**ФРАГМЕНТ СТРАНИЦЫ**
# # # # #

Первые две недели зона жила стихийным протестом, но затем сформировались и политические требования — сегодня я понимаю, что они были вполне справедливыми и разумными, но тогда они казались мне чуть ли не безумием. Тем более, что обставлено это было несколько маскарадно: по секциям снова ходили два гарных парубка, но на этот раз в масках, закрывающих лицо, и, изменив голоса, зачитывали требования отмены чудовищного срока 25 лет, воссоединения семей, разлученных страшными приговорами. Одним из главных было требование создания Правительственной комиссии по расследованию расстрела и приезда Генерального прокурора СССР. Может быть, и была создана требуемая комиссия, и даже наверняка, но я этого не помню, а вот заместитель Генерального прокурора приехал, и хотя самоуправление активно агитировало за его бойкот, но очередь на прием к нему была немалая. Пошли многие, в том числе и мы со Славой Борисовной. Именно по заявлению, поданному тогда, дело мое было в октябре 1956 года пересмотрено Военной коллегией Верховного Суда СССР, и я была полностью реабилитирована.
Спустя десять лет после освобождения, когда я уже работала в «Казахстанской правде», в одной из командировок я встретила женщину, жившую в Джезказгане в дни нашего восстания, и она рассказала мне, какие безобразные слухи распускали тогда по городу о «бесчинствах» заключенных, разврате и т. п. Речь шла чуть ли не о людоедстве. Со всей ответственностью заявляю, что ничего даже отдаленно похожего не было. Комитет самоуправления возглавил полковник Кузнецов, один из организаторов сопротивления военнопленных советских офицеров в фашистских концлагерях. Были в этом комитете, по-видимому, и другие серьезные люди с подобным опытом. Я говорю: «по-видимому», так как была далека от комитета и его деятельности. Но были в этом движении, в руководящем, так сказать, ядре и совершенно другие люди. Старшая одной из секций нашего барака, моя подруга, полька из Варшавы Лена Войтович, была однажды за какие-то непорядки в секции вызвана в комендатуру, образованную Комитетом самоуправления для осуществления порядка. Лена пришла оттуда в смятении и сказала мне буквально следующее: «Там люди из гестапо, поверьте мне, я видела таких в Варшаве. Особенно один, с ледяными глазами...» Да, вероятно, самые разные люди сотрудничали в самоуправлении восстания.
Самоуправление пыталось привлечь внимание общественности к нашему восстанию, к нашему лагерю. Но о какой общественности тогда могла идти речь? Лагерь вместе' с Управлением был расположен в пяти километрах от города. Но тем не менее что-то все же предпринималось — на всех мало-мальски заметных из-за забора строениях (в жензоне это была баня) громадными буквами было написано — «Требуем Правительственную комиссию!» Из бездействующих из-за отключения электроэнергии аппаратов физиолечения умельцы собрали самодельный радиопередатчик, по которому пытались что-то сообщить «всем, всем, всем!» о нашем восстании. Даже змеев бумажных, начиненных листовками с обращением к правительству и населению, запускали над лагерем в ветреные дни. Но листовки относило на коровье пастбище, расположенное за лагерем, и надзиратели и солдаты, ругаясь, бегали за ними, собирая их между коровьими лепешками.

# # # # #

**ИСХОДНЫЕ ДАННЫЕ**
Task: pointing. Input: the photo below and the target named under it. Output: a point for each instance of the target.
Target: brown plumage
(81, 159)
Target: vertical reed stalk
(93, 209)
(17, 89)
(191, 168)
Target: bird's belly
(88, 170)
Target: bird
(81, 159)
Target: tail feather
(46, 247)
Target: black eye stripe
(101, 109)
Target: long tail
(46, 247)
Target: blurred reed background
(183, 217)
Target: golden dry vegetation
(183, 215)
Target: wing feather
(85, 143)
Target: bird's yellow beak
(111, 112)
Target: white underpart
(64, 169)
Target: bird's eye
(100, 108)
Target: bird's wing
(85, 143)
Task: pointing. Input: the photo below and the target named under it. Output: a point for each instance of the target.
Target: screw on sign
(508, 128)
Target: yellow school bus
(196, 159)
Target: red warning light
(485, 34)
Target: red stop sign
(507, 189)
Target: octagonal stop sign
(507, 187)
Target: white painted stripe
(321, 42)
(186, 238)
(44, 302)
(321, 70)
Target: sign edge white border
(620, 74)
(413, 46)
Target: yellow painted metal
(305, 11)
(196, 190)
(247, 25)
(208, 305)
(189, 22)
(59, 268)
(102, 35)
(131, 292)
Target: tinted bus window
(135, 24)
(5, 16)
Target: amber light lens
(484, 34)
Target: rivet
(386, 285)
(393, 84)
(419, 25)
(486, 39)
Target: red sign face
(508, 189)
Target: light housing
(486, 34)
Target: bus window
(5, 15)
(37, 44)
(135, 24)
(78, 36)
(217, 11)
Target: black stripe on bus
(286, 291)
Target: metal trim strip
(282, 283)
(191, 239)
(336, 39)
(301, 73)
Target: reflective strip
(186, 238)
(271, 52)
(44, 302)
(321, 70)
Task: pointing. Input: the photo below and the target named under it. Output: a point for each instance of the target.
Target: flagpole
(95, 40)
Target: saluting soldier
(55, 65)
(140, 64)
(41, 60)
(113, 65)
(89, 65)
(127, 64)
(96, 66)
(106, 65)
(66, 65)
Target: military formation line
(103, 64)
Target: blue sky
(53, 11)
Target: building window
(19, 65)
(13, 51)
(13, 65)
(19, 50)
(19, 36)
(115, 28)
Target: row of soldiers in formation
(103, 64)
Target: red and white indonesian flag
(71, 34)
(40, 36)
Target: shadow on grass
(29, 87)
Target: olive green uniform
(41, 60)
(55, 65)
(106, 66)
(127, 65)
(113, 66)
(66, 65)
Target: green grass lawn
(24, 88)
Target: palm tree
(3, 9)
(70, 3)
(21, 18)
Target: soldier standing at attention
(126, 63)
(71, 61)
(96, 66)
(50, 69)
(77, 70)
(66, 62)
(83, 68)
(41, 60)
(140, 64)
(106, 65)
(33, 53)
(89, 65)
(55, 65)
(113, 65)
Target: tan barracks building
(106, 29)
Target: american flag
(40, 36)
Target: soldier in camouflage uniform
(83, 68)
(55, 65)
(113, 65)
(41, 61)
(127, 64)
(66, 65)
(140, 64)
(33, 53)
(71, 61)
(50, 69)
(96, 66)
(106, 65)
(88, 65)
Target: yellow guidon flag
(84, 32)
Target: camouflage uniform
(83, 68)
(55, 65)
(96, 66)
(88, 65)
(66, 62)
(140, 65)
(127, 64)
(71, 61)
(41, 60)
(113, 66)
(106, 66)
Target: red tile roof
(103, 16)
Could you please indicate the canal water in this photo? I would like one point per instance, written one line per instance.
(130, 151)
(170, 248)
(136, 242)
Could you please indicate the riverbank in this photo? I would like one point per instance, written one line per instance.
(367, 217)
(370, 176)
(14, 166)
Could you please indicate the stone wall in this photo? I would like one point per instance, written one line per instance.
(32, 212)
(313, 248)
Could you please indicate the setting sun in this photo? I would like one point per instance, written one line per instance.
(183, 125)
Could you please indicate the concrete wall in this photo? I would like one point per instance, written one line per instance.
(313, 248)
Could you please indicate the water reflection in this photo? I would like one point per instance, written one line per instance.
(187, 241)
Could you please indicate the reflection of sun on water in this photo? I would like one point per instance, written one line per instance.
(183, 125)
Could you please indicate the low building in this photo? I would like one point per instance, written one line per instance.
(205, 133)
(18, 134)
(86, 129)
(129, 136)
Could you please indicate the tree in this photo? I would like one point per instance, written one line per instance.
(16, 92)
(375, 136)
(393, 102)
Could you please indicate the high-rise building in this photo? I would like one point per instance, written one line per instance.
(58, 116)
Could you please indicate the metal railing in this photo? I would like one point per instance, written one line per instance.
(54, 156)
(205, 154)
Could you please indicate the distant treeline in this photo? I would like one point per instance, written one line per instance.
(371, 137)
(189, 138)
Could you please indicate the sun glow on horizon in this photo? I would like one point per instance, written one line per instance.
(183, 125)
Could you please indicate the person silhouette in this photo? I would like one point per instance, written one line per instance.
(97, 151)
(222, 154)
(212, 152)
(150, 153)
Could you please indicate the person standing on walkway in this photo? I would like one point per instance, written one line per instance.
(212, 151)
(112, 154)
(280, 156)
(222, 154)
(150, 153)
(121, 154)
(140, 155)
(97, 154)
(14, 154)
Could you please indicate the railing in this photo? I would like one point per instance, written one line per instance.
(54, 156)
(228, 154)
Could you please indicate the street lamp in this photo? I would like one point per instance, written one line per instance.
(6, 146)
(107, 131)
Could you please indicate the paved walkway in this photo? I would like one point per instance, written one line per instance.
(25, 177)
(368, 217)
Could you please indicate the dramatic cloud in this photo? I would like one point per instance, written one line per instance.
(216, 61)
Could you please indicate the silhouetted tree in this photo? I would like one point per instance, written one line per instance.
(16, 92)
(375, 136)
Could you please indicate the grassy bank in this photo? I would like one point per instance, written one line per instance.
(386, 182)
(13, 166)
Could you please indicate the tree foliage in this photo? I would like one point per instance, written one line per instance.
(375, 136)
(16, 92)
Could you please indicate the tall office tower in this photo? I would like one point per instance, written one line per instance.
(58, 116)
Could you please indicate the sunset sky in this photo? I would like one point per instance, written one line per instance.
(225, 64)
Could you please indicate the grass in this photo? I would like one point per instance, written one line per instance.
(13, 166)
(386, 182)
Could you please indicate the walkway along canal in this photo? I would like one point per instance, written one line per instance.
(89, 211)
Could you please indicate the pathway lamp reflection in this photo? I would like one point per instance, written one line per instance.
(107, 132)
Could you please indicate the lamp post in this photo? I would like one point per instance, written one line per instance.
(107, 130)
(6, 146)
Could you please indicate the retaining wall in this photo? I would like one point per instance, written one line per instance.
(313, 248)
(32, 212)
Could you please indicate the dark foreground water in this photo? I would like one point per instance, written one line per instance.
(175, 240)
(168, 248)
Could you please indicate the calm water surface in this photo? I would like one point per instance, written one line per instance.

# # # # #

**ЧТО ТРЕБУЕТСЯ**
Кто, согласно фрагменту о лагерном восстании, возглавил Комитет самоуправления? Записи взяты из другого источника.

**ОТВЕТ К ЗАДАЧЕ**
Полковник Кузнецов.